** PROBLEM REQUIREMENTS **
Copy the full article about UW Health nurse Loree Nelson and her breast cancer word for word, changing nothing.

UW Health nurse reaches out to breast cancer patients as she battles the disease herself
Face of the Race: Loree Nelson
MADISON, Wis. — Susan G. Komen has poured $160 million into metastatic breast cancer research since its founding. The Stage IV cancer, right now, can’t be cured. But you’d never recognize some of the people living with it.
Loree Nelson, a nurse at UW Health, doesn’t look like a woman with breast cancer. Two years ago, she found a lump on her breast.
“My question is always like, ‘What do you think I look like?,'” asked Nelson. “What do people think cancer patients look like?”
“Being a nurse, you kind of blow things off,” said Nelson. “Then I had my nurse friends feel this. They’re like, ‘No, it could just be a muscle.’ So, I kind of blew it off.”
Nelson eventually went to the doctor for a mammogram. Her ultrasound technician stopped mid-exam after finding three more lumps.

** RECORD SET **
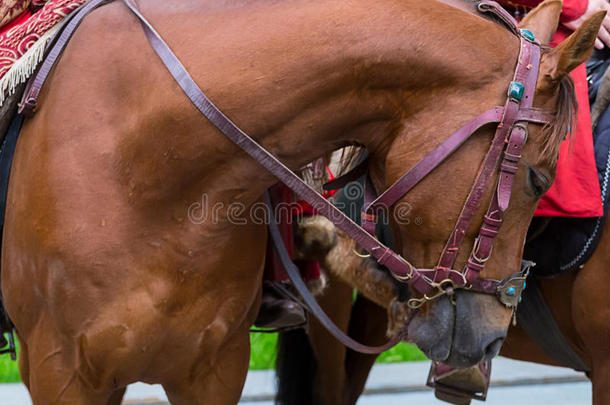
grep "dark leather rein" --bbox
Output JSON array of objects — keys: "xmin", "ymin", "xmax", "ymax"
[{"xmin": 19, "ymin": 0, "xmax": 554, "ymax": 353}]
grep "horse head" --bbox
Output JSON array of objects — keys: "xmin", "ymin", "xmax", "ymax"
[{"xmin": 371, "ymin": 0, "xmax": 604, "ymax": 367}]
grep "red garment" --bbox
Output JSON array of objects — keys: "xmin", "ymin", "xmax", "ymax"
[
  {"xmin": 263, "ymin": 183, "xmax": 320, "ymax": 282},
  {"xmin": 501, "ymin": 0, "xmax": 603, "ymax": 217}
]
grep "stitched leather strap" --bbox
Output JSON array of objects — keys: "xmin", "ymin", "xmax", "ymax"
[
  {"xmin": 19, "ymin": 0, "xmax": 113, "ymax": 117},
  {"xmin": 265, "ymin": 193, "xmax": 406, "ymax": 354}
]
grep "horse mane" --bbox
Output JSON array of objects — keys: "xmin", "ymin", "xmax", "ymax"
[{"xmin": 538, "ymin": 72, "xmax": 578, "ymax": 167}]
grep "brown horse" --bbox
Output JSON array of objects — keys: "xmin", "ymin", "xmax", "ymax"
[
  {"xmin": 278, "ymin": 218, "xmax": 610, "ymax": 405},
  {"xmin": 2, "ymin": 0, "xmax": 602, "ymax": 405}
]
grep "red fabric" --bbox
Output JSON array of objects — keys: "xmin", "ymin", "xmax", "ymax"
[
  {"xmin": 0, "ymin": 0, "xmax": 85, "ymax": 78},
  {"xmin": 535, "ymin": 27, "xmax": 603, "ymax": 217},
  {"xmin": 499, "ymin": 0, "xmax": 589, "ymax": 23},
  {"xmin": 0, "ymin": 9, "xmax": 32, "ymax": 35},
  {"xmin": 263, "ymin": 183, "xmax": 320, "ymax": 282},
  {"xmin": 500, "ymin": 0, "xmax": 603, "ymax": 217}
]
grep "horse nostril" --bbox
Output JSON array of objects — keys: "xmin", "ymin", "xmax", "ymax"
[{"xmin": 485, "ymin": 337, "xmax": 504, "ymax": 360}]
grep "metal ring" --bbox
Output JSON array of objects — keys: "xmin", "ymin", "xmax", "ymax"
[{"xmin": 470, "ymin": 236, "xmax": 494, "ymax": 264}]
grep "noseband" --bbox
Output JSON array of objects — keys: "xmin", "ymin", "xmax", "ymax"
[
  {"xmin": 20, "ymin": 0, "xmax": 554, "ymax": 353},
  {"xmin": 352, "ymin": 1, "xmax": 554, "ymax": 308}
]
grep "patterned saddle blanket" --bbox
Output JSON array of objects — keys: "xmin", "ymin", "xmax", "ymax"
[
  {"xmin": 0, "ymin": 0, "xmax": 86, "ymax": 105},
  {"xmin": 523, "ymin": 49, "xmax": 610, "ymax": 277}
]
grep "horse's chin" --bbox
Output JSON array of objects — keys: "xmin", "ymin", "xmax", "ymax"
[{"xmin": 408, "ymin": 291, "xmax": 510, "ymax": 368}]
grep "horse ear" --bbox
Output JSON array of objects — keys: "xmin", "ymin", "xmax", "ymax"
[
  {"xmin": 541, "ymin": 11, "xmax": 606, "ymax": 82},
  {"xmin": 519, "ymin": 0, "xmax": 563, "ymax": 45}
]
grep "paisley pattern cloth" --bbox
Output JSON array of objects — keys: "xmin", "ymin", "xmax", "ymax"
[{"xmin": 0, "ymin": 0, "xmax": 86, "ymax": 105}]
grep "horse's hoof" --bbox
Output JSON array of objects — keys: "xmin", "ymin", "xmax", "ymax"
[{"xmin": 254, "ymin": 282, "xmax": 307, "ymax": 329}]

** EXPECTED ANSWER **
UW Health nurse reaches out to breast cancer patients as she battles the disease herself
Face of the Race: Loree Nelson
MADISON, Wis. — Susan G. Komen has poured $160 million into metastatic breast cancer research since its founding. The Stage IV cancer, right now, can’t be cured. But you’d never recognize some of the people living with it.
Loree Nelson, a nurse at UW Health, doesn’t look like a woman with breast cancer. Two years ago, she found a lump on her breast.
“My question is always like, ‘What do you think I look like?,'” asked Nelson. “What do people think cancer patients look like?”
“Being a nurse, you kind of blow things off,” said Nelson. “Then I had my nurse friends feel this. They’re like, ‘No, it could just be a muscle.’ So, I kind of blew it off.”
Nelson eventually went to the doctor for a mammogram. Her ultrasound technician stopped mid-exam after finding three more lumps.